● **Task**
Count the lines of the records that contain the string "sweater", treating uppercase and lowercase letters as distinct, and give only the number.

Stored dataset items
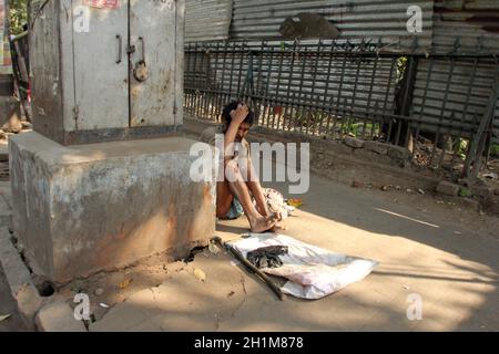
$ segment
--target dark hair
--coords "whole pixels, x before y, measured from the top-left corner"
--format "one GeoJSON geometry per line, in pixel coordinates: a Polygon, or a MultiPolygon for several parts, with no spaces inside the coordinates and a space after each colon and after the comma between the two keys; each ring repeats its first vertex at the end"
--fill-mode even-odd
{"type": "MultiPolygon", "coordinates": [[[[232,122],[231,112],[237,110],[237,106],[240,104],[243,104],[243,102],[233,101],[224,107],[224,111],[222,112],[222,122],[224,123],[224,132],[226,132],[228,129],[228,126],[231,125],[232,122]]],[[[249,126],[252,126],[254,122],[255,122],[255,113],[252,110],[248,110],[244,123],[247,123],[249,124],[249,126]]]]}

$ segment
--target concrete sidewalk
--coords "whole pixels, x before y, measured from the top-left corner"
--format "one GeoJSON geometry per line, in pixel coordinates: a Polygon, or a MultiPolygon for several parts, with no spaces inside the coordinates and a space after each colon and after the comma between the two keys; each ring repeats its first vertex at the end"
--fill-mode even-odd
{"type": "MultiPolygon", "coordinates": [[[[205,251],[160,287],[115,305],[90,331],[499,330],[497,219],[427,196],[314,176],[304,201],[283,233],[377,260],[374,273],[323,300],[281,302],[227,254],[205,251]],[[407,319],[410,294],[422,299],[421,321],[407,319]]],[[[245,218],[223,221],[217,235],[234,239],[246,228],[245,218]]]]}

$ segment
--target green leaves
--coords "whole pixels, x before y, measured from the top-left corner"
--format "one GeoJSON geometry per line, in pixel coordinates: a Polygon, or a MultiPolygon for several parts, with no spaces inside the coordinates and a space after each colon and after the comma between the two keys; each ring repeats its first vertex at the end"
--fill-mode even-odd
{"type": "Polygon", "coordinates": [[[9,0],[10,34],[22,33],[28,23],[28,0],[9,0]]]}

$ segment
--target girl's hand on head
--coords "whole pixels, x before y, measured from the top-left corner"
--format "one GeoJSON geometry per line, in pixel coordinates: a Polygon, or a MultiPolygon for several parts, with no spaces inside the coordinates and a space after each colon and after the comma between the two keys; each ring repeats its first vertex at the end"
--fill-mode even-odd
{"type": "Polygon", "coordinates": [[[244,103],[241,103],[236,110],[231,112],[232,122],[240,126],[246,119],[249,108],[244,103]]]}

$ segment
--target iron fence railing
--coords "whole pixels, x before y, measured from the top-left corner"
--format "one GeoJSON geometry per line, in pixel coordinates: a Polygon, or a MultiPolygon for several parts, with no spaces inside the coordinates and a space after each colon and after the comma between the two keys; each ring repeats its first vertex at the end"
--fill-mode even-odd
{"type": "Polygon", "coordinates": [[[220,121],[245,100],[261,126],[391,143],[417,165],[469,175],[497,143],[498,70],[491,56],[401,56],[365,41],[189,43],[185,110],[220,121]]]}

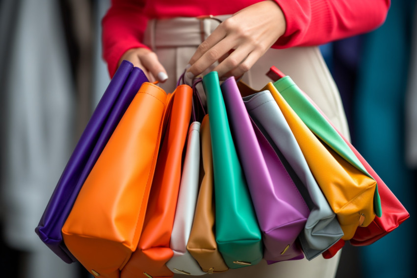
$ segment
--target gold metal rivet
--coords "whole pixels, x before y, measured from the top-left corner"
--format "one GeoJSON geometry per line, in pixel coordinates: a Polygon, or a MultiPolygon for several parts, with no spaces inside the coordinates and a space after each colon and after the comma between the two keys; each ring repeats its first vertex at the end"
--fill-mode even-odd
{"type": "Polygon", "coordinates": [[[359,225],[362,226],[364,224],[364,222],[365,222],[365,215],[360,212],[359,214],[361,215],[361,217],[359,218],[359,225]]]}
{"type": "Polygon", "coordinates": [[[284,253],[287,252],[287,250],[288,250],[288,249],[289,248],[289,245],[287,246],[287,247],[285,248],[285,249],[284,250],[284,251],[281,252],[281,255],[284,255],[284,253]]]}
{"type": "Polygon", "coordinates": [[[252,264],[248,262],[243,262],[242,261],[235,261],[233,263],[236,264],[240,264],[240,265],[251,265],[252,264]]]}
{"type": "Polygon", "coordinates": [[[182,274],[185,274],[186,275],[191,275],[191,274],[189,272],[187,272],[186,271],[184,271],[183,270],[179,270],[177,269],[176,268],[174,268],[174,270],[175,270],[175,271],[176,271],[177,272],[179,272],[180,273],[181,273],[182,274]]]}

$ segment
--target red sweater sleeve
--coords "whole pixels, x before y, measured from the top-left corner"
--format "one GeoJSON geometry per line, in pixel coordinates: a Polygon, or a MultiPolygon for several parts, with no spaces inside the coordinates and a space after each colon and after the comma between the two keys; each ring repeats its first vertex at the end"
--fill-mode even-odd
{"type": "Polygon", "coordinates": [[[390,0],[274,0],[287,21],[274,48],[318,45],[372,30],[385,21],[390,0]]]}
{"type": "MultiPolygon", "coordinates": [[[[246,6],[260,0],[239,0],[239,3],[246,6]]],[[[390,0],[273,0],[281,7],[287,22],[286,32],[274,48],[318,45],[368,32],[384,23],[391,3],[390,0]]],[[[144,15],[163,18],[238,11],[231,8],[235,5],[222,5],[224,0],[210,0],[209,4],[193,1],[112,0],[102,23],[103,55],[110,76],[126,51],[146,47],[141,43],[148,20],[144,15]],[[177,15],[179,11],[183,14],[177,15]]]]}
{"type": "Polygon", "coordinates": [[[113,77],[122,56],[129,49],[146,47],[142,41],[148,19],[144,0],[112,0],[102,21],[103,57],[113,77]]]}

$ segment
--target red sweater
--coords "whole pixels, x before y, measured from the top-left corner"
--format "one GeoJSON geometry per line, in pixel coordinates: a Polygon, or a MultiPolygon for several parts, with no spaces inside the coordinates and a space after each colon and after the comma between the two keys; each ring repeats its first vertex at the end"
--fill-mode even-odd
{"type": "MultiPolygon", "coordinates": [[[[104,57],[111,76],[123,54],[141,43],[148,19],[233,14],[261,0],[112,0],[103,18],[104,57]]],[[[370,31],[385,20],[390,0],[274,0],[287,21],[273,46],[317,45],[370,31]]]]}

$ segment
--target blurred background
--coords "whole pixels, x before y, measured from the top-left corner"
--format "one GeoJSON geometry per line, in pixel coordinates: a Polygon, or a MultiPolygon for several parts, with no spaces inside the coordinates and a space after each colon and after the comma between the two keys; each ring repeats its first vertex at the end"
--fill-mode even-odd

● **Written response**
2